* _Objectif_
Poursuivez l'extrait sur les erreurs des sondeurs lors du référendum sur le Brexit en reprenant juste après sa dernière phrase.

Pour le professeur Durand, les sondeurs se sont tous trompés dans leurs prédictions des résultats du référendum sur la sortie ou le maintien du Royaume-Uni dans l’Union européenne à cause de trois facteurs principaux :
- La sous-estimation de la participation au vote des personnes plus âgées par rapport aux plus jeunes. On sait que les moins de 34 ans ont voté dans une proportion de 4 personnes sur 10 alors que ce rapport pour les 60 ans et plus était de 8 personnes sur dix. Comme les personnes de 60 ans et plus étaient plutôt favorables à l’option « Leave », ceci explique cela;
- Les personnes favorables à l’option « Leave » se faisaient plus discrètes, surtout après la mort de la députée Cox, lors des sondages d’opinion. Ils étaient en quelque sorte la « prime à l’urne » du camp Brexit;
- La faiblesse de l’échantillonnage doit aussi être pointée du doigt. Depuis que les gens ont délaissé leur ligne téléphonique terrestre, les maisons de sondage font de plus en plus appel à des échantillons non probabilistes que leur donne le Web, mais ce type d’échantillonnage est beaucoup moins fiable pour faire des prédictions que les anciennes bonnes vieilles méthodes des sondages téléphoniques. Aujourd’hui, à peine une personne sur dix accepte de répondre aux sondages par téléphone. C’est tout dire.

* _Extraits de données_
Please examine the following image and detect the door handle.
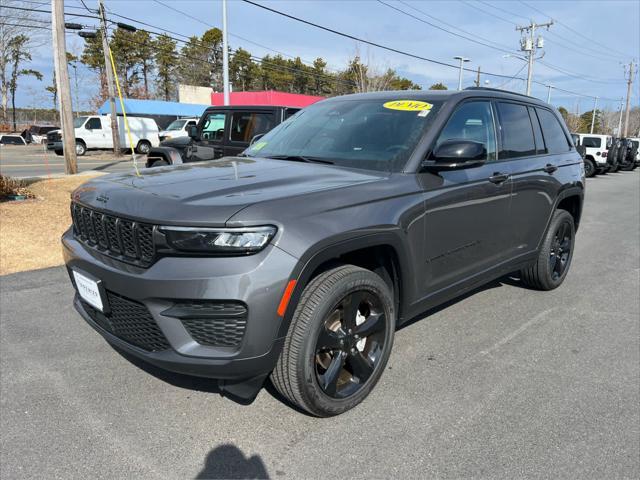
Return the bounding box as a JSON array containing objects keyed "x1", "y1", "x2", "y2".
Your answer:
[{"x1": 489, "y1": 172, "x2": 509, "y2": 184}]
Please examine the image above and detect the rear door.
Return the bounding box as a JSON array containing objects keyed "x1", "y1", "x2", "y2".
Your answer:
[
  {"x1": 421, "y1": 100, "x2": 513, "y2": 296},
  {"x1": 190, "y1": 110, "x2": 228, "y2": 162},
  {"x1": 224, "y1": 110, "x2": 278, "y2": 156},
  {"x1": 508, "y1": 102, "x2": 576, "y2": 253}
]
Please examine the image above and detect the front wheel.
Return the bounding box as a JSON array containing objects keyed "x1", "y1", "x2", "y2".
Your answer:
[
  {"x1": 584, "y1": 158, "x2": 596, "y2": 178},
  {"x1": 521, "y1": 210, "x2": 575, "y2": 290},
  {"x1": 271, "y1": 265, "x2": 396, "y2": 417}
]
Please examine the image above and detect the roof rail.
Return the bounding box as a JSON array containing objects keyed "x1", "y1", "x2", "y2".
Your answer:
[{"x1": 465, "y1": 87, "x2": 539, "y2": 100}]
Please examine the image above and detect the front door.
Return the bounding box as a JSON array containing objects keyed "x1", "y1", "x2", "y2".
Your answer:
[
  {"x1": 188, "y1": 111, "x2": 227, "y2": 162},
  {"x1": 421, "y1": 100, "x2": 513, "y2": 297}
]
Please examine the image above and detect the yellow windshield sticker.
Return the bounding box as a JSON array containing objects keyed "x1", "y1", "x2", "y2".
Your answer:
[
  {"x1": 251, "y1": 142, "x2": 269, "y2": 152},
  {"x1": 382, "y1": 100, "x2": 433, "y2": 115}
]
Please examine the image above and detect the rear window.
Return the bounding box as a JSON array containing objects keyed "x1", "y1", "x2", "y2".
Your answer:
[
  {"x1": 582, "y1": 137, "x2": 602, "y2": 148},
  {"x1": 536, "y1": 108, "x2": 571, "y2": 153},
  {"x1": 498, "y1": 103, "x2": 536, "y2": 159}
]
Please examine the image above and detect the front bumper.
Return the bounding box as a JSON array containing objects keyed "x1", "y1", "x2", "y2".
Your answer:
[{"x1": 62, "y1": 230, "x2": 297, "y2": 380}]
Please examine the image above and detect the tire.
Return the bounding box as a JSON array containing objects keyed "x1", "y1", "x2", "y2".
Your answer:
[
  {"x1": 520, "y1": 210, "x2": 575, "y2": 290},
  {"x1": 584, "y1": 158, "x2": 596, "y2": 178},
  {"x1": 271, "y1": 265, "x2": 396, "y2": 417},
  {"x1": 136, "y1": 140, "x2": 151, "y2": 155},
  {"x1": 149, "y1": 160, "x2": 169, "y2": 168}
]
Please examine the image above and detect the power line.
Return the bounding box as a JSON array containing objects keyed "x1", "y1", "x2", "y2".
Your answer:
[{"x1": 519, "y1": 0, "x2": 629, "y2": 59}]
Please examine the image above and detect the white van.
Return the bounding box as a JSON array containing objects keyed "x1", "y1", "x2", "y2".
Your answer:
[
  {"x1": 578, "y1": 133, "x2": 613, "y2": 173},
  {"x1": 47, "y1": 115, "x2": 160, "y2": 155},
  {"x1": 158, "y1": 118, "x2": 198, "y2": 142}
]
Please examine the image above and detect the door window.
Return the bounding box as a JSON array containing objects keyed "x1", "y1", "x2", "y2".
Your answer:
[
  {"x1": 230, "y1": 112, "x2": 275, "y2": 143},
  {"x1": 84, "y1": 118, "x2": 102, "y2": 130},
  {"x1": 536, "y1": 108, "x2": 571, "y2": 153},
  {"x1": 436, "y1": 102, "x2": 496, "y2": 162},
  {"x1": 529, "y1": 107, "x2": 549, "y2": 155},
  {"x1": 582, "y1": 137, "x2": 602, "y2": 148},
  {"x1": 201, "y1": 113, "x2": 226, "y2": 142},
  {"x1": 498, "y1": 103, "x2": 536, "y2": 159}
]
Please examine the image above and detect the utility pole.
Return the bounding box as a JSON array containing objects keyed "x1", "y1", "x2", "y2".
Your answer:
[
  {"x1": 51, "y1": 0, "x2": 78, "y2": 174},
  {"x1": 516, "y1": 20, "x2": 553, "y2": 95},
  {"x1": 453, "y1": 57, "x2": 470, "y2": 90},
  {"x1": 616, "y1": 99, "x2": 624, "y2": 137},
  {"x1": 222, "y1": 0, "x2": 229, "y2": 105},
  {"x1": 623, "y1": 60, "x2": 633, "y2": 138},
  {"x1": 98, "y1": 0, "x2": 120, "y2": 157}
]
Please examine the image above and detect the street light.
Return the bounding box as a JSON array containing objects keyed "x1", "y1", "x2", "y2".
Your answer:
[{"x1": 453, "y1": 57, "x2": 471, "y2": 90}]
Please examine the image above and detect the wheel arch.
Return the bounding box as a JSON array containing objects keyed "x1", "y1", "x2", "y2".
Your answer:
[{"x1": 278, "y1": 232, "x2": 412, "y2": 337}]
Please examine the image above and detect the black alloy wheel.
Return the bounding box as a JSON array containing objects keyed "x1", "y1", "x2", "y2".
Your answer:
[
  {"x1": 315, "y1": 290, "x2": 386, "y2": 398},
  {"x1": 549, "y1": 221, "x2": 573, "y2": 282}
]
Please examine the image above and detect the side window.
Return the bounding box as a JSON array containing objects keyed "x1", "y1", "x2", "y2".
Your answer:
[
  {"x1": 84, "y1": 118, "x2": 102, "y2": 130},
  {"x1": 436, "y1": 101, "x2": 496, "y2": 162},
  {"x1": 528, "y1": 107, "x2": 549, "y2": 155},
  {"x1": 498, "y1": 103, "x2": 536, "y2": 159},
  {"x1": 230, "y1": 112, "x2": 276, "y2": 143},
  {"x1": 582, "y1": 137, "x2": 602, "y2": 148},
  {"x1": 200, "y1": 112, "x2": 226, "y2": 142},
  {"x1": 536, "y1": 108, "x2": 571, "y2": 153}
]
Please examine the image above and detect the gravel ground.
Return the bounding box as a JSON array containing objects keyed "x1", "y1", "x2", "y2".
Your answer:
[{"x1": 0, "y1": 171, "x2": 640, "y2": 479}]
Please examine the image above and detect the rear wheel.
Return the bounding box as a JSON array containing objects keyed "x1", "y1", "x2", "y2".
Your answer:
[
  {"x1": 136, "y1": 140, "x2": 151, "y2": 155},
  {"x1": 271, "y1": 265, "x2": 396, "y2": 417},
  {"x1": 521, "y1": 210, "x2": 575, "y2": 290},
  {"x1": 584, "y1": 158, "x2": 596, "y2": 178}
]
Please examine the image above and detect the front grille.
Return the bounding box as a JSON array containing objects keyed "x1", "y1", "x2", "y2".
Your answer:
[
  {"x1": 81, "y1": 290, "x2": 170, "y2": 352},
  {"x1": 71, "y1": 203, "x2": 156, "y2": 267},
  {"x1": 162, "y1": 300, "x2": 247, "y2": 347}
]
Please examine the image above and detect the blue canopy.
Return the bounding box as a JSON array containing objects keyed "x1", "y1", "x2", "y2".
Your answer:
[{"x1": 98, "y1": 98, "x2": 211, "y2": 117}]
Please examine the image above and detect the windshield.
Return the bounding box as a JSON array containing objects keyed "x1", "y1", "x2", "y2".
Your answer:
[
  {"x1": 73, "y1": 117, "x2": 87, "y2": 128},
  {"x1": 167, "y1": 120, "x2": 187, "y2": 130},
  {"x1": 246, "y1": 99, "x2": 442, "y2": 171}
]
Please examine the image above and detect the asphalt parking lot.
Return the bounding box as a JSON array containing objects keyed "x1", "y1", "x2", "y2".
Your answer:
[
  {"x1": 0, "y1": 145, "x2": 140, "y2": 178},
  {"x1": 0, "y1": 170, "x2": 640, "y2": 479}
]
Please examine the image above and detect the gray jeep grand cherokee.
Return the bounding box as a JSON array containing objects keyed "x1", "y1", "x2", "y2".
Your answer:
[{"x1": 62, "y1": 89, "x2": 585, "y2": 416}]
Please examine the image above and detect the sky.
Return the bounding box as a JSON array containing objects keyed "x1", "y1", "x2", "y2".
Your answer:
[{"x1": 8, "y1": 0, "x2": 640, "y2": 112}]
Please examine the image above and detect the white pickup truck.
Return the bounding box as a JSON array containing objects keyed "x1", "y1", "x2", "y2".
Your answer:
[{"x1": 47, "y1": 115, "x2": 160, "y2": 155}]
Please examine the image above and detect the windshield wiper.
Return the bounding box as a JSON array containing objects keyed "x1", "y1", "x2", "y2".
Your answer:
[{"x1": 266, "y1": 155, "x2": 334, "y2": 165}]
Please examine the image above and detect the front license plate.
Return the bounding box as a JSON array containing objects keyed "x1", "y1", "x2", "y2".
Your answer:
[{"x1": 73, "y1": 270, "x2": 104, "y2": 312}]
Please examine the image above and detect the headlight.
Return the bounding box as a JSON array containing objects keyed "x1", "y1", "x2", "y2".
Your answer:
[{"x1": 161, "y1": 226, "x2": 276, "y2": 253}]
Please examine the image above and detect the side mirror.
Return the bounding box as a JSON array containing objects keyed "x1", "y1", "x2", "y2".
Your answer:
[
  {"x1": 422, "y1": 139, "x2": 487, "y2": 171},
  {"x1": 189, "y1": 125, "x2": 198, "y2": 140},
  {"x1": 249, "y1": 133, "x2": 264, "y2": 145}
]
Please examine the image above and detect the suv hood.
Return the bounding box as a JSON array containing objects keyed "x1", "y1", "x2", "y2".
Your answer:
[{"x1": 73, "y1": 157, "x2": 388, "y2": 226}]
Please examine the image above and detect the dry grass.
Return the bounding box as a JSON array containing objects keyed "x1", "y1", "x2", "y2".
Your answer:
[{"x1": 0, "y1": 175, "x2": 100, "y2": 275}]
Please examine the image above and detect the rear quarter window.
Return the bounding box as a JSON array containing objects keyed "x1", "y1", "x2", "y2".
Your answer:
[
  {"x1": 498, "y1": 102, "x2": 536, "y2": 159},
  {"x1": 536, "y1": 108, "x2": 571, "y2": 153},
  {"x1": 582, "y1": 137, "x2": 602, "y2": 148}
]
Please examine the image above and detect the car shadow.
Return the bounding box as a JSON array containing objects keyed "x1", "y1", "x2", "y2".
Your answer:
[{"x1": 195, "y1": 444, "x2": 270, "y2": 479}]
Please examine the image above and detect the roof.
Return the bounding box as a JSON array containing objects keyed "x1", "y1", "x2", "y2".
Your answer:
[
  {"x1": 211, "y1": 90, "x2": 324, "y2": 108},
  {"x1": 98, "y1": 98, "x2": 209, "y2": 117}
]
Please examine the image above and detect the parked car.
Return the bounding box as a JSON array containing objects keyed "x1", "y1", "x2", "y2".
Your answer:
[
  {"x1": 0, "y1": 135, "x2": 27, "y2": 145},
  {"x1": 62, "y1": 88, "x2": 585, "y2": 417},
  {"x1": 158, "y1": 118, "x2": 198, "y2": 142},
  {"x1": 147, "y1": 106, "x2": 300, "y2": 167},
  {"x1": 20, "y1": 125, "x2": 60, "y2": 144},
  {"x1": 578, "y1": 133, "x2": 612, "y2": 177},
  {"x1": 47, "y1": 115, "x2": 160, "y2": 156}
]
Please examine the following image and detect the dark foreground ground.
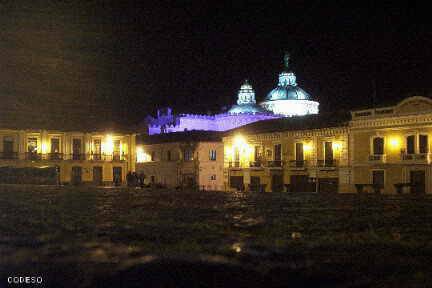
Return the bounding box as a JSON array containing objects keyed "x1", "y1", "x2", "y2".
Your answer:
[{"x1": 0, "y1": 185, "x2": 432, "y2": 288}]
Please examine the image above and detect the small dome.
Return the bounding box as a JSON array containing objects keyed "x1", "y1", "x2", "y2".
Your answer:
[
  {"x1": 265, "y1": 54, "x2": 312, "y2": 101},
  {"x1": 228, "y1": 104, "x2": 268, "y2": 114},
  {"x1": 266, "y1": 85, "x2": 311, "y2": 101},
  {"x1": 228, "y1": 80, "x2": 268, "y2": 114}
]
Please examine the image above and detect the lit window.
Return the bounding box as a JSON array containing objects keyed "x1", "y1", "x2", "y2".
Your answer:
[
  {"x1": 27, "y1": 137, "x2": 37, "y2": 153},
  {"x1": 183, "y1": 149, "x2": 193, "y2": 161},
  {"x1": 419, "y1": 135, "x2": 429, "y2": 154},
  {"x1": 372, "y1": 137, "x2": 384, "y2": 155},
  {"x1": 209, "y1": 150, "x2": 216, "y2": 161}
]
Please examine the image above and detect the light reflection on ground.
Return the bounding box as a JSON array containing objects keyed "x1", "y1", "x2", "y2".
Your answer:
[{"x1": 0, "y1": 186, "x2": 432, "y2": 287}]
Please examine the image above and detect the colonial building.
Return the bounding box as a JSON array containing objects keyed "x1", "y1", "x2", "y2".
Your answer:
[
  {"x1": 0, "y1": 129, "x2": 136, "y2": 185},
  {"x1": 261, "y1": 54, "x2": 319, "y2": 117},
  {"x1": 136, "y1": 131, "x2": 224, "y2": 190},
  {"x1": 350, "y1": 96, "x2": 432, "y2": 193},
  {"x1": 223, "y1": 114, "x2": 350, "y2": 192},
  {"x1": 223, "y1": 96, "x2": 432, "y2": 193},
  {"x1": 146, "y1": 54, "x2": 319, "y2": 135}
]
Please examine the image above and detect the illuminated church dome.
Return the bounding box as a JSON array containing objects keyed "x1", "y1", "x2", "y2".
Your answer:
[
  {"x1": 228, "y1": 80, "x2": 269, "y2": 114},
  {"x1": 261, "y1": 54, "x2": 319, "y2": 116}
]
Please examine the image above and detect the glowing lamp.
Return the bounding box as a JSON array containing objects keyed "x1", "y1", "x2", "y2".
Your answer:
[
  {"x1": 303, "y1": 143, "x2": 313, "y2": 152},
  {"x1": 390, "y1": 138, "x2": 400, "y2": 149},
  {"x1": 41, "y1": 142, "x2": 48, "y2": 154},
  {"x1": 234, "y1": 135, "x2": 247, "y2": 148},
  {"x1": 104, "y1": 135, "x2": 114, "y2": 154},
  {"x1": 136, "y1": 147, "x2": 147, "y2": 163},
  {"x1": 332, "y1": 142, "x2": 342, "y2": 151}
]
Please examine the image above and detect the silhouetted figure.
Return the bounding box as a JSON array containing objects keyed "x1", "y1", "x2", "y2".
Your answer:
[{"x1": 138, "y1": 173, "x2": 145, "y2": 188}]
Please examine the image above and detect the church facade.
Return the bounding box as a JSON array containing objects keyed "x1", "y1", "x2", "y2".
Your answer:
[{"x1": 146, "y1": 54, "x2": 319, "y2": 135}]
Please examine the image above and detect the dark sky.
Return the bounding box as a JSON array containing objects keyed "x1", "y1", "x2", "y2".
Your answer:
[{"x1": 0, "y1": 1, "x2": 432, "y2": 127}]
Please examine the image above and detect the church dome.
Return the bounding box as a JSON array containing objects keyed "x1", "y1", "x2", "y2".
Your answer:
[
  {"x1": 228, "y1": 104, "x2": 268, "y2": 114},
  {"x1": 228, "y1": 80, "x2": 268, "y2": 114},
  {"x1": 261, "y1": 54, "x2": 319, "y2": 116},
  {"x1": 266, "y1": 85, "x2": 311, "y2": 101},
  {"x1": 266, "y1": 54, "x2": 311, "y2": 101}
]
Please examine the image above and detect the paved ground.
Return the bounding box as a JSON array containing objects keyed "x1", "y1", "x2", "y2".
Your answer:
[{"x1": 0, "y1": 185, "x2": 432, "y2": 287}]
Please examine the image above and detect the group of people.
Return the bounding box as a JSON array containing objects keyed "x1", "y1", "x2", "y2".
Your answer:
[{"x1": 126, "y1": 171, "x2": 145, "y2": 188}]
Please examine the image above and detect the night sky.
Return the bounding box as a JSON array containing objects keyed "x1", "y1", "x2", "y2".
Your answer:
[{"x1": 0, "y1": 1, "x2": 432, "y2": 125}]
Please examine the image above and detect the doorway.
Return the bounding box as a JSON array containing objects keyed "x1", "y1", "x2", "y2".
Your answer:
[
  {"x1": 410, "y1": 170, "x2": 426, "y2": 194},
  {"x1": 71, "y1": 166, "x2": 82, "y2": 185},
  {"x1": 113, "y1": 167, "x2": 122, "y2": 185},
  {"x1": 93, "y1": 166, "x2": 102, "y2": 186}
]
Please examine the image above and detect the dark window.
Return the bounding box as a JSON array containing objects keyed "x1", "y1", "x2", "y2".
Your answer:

* _Réponse à la consigne_
Pour la spécialiste de l’analyse des sondages de l’Université de Montréal, la conclusion est simple : « Je pense que les sondages d’opinion Web vont devoir s’améliorer. Le Web est devenu le mode de communication. On ne peut plus miser sur les sondages téléphoniques. Il commence à être temps qu’on s’arrête et qu’on se demande comment créer des échantillons probabilistes » (Le Devoir, lundi 4 juillet 2016, PA 8)
Pour Claire Durand, il n’y a pas de doute possible, les maisons de sondage doivent s’améliorer et raffiner leurs méthodes. Il en va de leur survie comme entreprise : « Les sondeurs ont intérêt à raffiner leurs méthodes parce qu’ils sont des gens d’affaires et qu’ils risquent leur peau aux élections. » (Le Devoir, loc. cit.)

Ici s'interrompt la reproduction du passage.